RECORDS FOR PROCESSING:
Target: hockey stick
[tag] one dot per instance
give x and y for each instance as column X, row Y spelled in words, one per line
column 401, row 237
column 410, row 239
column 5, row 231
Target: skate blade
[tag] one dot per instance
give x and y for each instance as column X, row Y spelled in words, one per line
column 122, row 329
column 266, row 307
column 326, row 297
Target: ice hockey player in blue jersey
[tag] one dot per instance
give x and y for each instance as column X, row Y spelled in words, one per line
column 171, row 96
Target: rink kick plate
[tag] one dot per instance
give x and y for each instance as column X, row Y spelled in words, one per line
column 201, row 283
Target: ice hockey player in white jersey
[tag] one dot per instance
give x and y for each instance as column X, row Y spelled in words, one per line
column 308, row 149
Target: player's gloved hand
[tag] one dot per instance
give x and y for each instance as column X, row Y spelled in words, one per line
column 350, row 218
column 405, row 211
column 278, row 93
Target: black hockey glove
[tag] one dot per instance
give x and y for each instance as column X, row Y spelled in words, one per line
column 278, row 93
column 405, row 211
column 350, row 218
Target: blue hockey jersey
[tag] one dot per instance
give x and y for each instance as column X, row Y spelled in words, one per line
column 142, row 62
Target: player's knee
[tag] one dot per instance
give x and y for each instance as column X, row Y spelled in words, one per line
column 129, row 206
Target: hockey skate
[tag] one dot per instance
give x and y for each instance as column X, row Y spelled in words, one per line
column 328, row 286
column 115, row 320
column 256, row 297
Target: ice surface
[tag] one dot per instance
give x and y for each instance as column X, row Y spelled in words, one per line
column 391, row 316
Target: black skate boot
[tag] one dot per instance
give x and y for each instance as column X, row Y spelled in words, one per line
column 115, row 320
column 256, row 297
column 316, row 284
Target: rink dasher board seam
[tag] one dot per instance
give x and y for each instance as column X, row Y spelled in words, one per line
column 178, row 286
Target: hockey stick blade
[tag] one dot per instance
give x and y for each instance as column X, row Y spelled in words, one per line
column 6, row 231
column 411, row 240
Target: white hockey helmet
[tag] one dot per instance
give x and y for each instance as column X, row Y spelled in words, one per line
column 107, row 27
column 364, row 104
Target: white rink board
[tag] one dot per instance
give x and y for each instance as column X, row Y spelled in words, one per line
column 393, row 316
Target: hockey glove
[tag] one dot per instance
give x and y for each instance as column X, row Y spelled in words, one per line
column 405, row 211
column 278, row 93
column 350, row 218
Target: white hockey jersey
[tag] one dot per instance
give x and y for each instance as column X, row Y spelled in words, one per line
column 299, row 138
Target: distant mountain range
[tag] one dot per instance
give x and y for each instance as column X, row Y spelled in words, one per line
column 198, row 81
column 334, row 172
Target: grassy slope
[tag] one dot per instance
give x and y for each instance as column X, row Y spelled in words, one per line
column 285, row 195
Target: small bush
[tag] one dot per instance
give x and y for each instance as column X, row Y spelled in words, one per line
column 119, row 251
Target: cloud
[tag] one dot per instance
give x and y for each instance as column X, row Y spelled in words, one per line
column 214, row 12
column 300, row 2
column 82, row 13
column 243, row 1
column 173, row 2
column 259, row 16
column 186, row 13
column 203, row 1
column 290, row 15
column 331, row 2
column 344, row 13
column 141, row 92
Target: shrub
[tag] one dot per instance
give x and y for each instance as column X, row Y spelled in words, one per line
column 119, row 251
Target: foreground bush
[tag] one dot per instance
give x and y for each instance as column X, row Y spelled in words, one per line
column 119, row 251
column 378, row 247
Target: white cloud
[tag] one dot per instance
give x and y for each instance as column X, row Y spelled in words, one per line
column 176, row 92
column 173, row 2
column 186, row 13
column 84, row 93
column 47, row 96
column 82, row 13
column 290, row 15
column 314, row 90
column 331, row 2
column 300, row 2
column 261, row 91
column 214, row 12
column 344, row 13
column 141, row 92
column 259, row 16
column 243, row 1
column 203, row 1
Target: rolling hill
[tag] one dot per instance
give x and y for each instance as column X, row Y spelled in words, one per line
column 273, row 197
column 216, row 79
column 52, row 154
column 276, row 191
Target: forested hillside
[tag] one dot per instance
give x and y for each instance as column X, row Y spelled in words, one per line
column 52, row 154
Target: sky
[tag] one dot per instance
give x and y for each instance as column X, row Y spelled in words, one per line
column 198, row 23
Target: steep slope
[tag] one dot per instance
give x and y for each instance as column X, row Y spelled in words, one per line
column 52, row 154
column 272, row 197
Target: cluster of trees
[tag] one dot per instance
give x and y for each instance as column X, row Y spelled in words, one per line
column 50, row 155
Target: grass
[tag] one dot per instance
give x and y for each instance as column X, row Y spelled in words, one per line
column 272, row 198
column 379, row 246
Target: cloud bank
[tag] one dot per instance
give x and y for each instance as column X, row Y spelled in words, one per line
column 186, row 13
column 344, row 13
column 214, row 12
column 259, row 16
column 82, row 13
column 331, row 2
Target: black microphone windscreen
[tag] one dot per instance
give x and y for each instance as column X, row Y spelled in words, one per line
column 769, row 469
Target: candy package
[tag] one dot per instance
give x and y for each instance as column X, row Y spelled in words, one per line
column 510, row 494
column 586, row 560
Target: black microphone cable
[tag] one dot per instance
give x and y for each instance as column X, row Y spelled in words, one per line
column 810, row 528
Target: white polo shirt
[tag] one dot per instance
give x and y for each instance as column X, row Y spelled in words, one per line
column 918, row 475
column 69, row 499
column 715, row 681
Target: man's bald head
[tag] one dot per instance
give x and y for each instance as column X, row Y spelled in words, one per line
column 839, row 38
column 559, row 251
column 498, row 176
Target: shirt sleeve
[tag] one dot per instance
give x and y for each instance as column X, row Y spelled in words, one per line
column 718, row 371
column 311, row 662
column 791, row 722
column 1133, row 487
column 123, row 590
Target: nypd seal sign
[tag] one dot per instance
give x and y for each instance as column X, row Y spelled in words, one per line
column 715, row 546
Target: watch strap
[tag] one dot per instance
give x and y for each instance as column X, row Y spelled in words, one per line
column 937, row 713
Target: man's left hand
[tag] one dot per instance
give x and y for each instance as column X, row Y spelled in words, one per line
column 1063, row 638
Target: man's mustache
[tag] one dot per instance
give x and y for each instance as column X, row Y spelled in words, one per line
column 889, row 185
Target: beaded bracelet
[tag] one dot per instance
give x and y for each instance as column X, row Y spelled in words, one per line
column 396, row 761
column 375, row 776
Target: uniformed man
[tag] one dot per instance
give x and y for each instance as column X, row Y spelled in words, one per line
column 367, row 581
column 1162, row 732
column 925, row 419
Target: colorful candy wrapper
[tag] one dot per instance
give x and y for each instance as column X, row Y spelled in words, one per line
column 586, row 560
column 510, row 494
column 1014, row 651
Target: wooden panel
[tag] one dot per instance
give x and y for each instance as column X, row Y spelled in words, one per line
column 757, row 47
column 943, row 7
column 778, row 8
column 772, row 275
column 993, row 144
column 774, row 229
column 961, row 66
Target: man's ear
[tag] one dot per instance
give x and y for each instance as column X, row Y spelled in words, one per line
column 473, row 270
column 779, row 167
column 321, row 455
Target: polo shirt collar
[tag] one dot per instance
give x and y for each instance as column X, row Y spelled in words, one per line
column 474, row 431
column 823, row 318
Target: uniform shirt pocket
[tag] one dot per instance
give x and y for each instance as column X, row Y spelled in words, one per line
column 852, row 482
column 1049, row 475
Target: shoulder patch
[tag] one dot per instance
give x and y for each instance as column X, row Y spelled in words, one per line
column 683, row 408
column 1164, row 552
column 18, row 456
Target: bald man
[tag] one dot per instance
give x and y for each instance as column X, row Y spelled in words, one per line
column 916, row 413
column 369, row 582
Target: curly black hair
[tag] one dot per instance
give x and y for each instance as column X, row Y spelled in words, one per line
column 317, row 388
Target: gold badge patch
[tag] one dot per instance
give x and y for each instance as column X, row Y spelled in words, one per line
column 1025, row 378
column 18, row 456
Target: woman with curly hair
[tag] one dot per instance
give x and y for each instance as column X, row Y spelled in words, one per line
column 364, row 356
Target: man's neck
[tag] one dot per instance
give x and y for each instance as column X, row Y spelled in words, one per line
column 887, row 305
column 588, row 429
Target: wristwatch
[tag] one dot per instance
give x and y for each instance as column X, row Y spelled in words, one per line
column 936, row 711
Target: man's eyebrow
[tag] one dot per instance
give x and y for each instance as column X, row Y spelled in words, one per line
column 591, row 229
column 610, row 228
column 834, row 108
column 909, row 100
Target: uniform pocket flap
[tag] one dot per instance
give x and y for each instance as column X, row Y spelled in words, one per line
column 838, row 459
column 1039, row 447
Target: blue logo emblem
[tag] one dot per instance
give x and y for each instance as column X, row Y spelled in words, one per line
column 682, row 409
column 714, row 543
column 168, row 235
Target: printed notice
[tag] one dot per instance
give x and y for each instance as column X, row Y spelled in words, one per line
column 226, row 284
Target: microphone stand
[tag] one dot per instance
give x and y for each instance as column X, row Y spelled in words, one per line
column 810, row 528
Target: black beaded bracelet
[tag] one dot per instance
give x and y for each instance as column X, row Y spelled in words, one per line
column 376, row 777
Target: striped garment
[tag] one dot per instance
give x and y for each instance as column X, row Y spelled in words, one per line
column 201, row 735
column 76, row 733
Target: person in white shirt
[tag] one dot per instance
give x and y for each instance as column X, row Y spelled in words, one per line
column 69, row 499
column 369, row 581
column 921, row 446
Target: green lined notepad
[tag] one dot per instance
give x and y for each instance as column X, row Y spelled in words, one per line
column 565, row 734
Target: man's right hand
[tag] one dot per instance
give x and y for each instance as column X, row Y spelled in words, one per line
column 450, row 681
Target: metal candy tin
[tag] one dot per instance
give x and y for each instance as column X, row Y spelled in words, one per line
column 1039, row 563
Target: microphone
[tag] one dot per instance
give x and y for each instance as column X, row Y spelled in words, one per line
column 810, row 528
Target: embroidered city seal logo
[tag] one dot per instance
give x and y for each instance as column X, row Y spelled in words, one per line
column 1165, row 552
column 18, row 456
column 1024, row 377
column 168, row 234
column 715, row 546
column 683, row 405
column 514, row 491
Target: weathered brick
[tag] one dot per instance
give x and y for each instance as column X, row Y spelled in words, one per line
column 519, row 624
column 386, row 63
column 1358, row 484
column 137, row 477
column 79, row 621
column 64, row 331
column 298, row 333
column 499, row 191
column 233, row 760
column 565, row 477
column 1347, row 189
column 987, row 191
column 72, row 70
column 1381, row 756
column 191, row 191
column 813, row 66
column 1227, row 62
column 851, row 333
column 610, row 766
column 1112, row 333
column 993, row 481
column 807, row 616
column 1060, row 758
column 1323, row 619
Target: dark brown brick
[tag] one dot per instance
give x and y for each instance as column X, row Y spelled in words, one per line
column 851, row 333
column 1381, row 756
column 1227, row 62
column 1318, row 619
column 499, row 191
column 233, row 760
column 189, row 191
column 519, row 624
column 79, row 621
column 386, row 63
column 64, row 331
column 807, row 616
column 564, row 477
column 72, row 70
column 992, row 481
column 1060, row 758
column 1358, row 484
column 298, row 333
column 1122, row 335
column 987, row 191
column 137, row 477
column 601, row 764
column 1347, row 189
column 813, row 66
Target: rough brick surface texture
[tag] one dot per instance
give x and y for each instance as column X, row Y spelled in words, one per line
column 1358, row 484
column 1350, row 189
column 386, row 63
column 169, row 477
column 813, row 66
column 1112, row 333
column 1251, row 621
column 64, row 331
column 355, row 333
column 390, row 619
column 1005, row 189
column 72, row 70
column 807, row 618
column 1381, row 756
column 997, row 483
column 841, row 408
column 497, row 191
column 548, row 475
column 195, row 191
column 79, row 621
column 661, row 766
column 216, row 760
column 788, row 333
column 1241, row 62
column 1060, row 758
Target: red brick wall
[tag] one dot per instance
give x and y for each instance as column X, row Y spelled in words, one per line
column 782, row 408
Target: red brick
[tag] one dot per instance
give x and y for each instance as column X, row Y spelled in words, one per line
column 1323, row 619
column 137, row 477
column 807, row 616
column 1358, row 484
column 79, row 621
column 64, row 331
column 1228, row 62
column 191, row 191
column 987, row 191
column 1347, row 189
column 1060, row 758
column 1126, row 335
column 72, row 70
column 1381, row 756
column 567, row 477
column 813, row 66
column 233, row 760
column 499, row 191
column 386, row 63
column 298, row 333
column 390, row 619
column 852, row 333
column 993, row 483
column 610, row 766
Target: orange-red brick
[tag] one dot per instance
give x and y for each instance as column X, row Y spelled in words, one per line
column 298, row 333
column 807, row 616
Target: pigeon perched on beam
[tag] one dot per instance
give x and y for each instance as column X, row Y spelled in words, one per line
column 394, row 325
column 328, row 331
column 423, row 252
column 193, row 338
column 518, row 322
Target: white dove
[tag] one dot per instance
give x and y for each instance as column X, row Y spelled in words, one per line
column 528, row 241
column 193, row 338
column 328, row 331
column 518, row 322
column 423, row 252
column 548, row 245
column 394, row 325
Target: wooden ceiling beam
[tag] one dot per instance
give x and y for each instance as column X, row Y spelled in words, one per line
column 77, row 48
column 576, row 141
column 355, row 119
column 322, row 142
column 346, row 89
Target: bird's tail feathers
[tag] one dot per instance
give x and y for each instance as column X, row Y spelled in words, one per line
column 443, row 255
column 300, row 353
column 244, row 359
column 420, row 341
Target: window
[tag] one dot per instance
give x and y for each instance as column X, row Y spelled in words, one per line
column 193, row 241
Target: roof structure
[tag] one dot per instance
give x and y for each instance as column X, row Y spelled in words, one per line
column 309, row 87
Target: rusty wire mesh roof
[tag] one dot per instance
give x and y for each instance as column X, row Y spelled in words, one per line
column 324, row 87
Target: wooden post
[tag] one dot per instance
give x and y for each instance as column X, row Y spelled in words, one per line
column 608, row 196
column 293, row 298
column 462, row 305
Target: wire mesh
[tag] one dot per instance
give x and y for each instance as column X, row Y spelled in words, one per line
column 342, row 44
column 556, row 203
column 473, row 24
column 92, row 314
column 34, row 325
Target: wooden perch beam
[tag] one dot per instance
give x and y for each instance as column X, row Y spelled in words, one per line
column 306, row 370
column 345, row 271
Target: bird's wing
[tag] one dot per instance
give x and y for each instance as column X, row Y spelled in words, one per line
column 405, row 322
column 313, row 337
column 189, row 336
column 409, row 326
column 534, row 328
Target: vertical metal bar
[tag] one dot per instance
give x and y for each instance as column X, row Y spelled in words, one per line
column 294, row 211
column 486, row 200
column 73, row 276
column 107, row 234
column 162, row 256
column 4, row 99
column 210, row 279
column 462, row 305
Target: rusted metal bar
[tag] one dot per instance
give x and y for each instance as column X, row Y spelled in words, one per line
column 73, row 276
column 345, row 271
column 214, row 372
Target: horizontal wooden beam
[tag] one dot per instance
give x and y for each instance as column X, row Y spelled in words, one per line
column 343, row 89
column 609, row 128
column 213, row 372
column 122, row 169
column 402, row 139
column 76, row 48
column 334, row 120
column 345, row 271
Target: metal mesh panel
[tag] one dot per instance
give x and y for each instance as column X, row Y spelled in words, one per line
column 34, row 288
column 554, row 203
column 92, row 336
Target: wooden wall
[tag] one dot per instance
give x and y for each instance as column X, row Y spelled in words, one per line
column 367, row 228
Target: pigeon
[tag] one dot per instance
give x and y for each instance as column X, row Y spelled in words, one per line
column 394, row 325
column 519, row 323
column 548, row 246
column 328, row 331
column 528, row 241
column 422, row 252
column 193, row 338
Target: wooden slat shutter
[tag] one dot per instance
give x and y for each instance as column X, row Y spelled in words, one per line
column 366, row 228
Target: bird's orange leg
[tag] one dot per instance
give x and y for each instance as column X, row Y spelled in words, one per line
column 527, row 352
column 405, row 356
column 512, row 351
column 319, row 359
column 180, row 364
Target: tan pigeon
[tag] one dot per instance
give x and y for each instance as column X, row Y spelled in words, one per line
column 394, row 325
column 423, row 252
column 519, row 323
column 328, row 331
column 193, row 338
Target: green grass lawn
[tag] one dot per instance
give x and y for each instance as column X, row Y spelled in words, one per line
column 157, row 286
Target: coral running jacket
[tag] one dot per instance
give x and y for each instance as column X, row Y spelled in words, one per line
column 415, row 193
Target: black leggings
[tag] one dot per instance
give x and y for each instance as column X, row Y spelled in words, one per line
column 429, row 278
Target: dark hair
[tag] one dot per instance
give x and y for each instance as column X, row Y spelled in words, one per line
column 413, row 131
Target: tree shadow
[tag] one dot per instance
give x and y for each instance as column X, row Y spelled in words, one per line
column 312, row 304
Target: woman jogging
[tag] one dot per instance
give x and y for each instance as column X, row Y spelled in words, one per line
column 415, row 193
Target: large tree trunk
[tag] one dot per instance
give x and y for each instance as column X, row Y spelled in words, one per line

PROBLEM DESCRIPTION: Find the lines above holding the word "cloud" and show them.

REPLY:
Target: cloud
Target: white cloud
Target: cloud bank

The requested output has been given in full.